→ **AIM**: Repeat verbatim every line of the material, beginning at the line that holds "Pick out each instance of the black loudspeaker" and ending at its last line.

→ **RECORD LIST**:
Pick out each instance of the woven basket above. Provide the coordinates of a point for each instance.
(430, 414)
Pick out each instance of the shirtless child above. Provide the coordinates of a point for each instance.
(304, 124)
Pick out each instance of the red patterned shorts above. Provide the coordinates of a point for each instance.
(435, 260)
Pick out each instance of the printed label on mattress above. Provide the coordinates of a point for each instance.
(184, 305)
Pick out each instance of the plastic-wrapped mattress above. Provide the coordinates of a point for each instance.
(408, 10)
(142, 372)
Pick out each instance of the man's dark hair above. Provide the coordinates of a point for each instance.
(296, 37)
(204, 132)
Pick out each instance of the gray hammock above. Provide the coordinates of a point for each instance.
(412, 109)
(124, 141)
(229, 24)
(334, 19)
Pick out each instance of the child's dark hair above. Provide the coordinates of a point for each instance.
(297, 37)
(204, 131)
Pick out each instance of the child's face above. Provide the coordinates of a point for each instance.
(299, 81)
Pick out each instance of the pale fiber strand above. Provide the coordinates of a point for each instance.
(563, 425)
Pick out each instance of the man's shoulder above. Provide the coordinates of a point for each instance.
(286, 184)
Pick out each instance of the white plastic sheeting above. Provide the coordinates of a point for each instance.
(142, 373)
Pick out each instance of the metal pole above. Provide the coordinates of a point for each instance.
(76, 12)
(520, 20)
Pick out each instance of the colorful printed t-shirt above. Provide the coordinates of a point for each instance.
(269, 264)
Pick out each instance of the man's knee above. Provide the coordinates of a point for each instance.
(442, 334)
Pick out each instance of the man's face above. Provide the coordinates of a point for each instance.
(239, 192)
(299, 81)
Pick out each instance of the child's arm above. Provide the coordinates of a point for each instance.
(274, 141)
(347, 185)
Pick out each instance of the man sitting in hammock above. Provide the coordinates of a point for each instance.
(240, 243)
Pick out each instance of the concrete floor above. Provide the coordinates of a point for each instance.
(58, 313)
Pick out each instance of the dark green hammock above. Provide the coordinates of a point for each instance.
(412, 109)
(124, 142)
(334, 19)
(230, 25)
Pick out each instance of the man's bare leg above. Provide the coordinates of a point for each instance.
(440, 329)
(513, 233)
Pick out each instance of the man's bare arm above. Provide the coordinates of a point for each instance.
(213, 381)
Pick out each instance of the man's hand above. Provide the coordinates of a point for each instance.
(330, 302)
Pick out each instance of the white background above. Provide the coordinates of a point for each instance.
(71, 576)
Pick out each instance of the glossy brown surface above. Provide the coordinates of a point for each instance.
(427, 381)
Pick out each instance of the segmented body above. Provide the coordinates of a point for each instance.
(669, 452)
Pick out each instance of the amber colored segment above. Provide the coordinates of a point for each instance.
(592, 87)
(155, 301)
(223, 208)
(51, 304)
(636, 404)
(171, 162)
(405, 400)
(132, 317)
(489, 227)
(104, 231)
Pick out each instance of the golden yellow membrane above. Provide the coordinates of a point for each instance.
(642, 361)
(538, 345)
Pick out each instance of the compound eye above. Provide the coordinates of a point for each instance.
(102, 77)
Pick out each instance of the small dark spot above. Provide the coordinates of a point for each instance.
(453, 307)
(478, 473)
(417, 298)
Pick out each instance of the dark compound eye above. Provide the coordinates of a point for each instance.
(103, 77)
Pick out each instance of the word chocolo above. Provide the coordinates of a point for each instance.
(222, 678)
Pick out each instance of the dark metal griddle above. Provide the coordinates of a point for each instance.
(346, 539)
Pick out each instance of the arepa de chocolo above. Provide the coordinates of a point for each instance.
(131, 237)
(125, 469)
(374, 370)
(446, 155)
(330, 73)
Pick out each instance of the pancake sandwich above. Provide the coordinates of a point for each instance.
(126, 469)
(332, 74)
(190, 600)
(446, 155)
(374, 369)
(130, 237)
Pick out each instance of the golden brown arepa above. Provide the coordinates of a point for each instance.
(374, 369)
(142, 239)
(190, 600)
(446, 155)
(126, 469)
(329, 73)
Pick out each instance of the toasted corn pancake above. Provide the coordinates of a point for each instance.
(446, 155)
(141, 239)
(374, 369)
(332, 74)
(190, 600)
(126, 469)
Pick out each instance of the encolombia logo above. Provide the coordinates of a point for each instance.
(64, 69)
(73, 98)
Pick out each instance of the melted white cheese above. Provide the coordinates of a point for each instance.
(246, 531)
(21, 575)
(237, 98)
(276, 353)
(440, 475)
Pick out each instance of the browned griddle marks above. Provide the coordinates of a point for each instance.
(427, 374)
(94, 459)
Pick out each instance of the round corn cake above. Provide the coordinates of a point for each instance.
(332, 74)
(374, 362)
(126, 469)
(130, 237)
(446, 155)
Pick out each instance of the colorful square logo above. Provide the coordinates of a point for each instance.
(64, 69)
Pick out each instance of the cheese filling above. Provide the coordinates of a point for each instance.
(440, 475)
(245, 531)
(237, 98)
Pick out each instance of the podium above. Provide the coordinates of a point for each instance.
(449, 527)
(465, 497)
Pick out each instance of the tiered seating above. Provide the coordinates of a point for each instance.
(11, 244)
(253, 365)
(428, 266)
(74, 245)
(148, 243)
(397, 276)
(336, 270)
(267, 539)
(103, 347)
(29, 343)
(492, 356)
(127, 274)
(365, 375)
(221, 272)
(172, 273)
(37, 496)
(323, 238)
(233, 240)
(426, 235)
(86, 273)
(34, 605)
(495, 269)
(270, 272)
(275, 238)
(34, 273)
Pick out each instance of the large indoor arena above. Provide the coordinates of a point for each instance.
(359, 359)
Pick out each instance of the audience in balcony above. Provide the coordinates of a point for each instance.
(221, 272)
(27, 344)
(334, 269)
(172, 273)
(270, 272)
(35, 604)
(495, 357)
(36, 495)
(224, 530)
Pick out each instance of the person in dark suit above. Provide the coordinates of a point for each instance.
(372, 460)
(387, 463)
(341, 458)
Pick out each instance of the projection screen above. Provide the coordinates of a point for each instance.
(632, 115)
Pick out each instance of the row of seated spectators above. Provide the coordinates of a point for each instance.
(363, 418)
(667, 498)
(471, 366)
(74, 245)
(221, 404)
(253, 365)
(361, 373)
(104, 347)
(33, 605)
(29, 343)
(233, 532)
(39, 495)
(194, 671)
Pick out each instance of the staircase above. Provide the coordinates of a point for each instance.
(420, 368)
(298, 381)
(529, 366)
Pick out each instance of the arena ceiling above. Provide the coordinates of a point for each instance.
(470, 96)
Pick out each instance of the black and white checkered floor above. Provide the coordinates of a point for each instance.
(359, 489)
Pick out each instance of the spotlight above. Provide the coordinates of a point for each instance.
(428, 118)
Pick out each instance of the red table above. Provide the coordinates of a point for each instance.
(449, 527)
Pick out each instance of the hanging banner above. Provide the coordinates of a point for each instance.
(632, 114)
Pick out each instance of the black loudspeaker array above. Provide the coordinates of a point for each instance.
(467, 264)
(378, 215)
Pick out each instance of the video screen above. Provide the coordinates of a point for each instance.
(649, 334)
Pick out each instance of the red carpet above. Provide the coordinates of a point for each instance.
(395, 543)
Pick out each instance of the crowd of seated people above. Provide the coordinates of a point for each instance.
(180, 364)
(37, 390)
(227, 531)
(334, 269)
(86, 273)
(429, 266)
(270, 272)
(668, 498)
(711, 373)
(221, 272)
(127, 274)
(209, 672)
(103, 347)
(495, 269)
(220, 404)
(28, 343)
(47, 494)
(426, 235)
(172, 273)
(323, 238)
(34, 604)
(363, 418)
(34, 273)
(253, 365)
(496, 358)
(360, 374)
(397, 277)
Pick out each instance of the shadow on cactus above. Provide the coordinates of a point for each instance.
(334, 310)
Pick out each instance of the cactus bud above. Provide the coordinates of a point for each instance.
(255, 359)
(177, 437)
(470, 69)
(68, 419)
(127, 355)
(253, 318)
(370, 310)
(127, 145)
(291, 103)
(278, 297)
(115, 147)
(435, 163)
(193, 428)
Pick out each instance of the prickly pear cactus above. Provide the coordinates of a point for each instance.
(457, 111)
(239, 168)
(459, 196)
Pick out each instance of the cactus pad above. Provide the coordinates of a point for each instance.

→ **TASK RESULT**:
Pick out each instance of the black loudspeaker array above. Provide the coordinates of a point for each instance.
(467, 264)
(378, 215)
Pick out each instance of the video screen above. Provide the coordinates of a point for each instance.
(649, 334)
Pick out each instance of the red carpet above. Provide the coordinates of a point for each instance.
(395, 543)
Pick out each instance of the crowd of seated people above. Provide the coordinates of a point for each instance.
(180, 364)
(37, 390)
(227, 531)
(334, 269)
(86, 273)
(429, 266)
(270, 272)
(668, 498)
(711, 373)
(221, 272)
(127, 274)
(209, 672)
(103, 347)
(495, 269)
(220, 404)
(28, 343)
(47, 494)
(426, 235)
(172, 273)
(323, 238)
(34, 604)
(363, 418)
(34, 273)
(253, 365)
(496, 358)
(360, 374)
(397, 277)
Pick out each instance of the shadow on cactus above. Provide the coordinates of a point for each instance.
(334, 310)
Pick out each instance of the cactus bud above. Provide the coordinates of a point for each instance.
(255, 359)
(177, 437)
(470, 69)
(68, 419)
(127, 355)
(253, 318)
(370, 310)
(127, 145)
(291, 103)
(278, 297)
(115, 147)
(435, 163)
(193, 428)
Pick out each instance of the prickly pear cactus above. Provide the coordinates of a point for each instance.
(457, 111)
(239, 168)
(459, 196)
Pick out each instance of the cactus pad above. Provide the coordinates of a point for each instance.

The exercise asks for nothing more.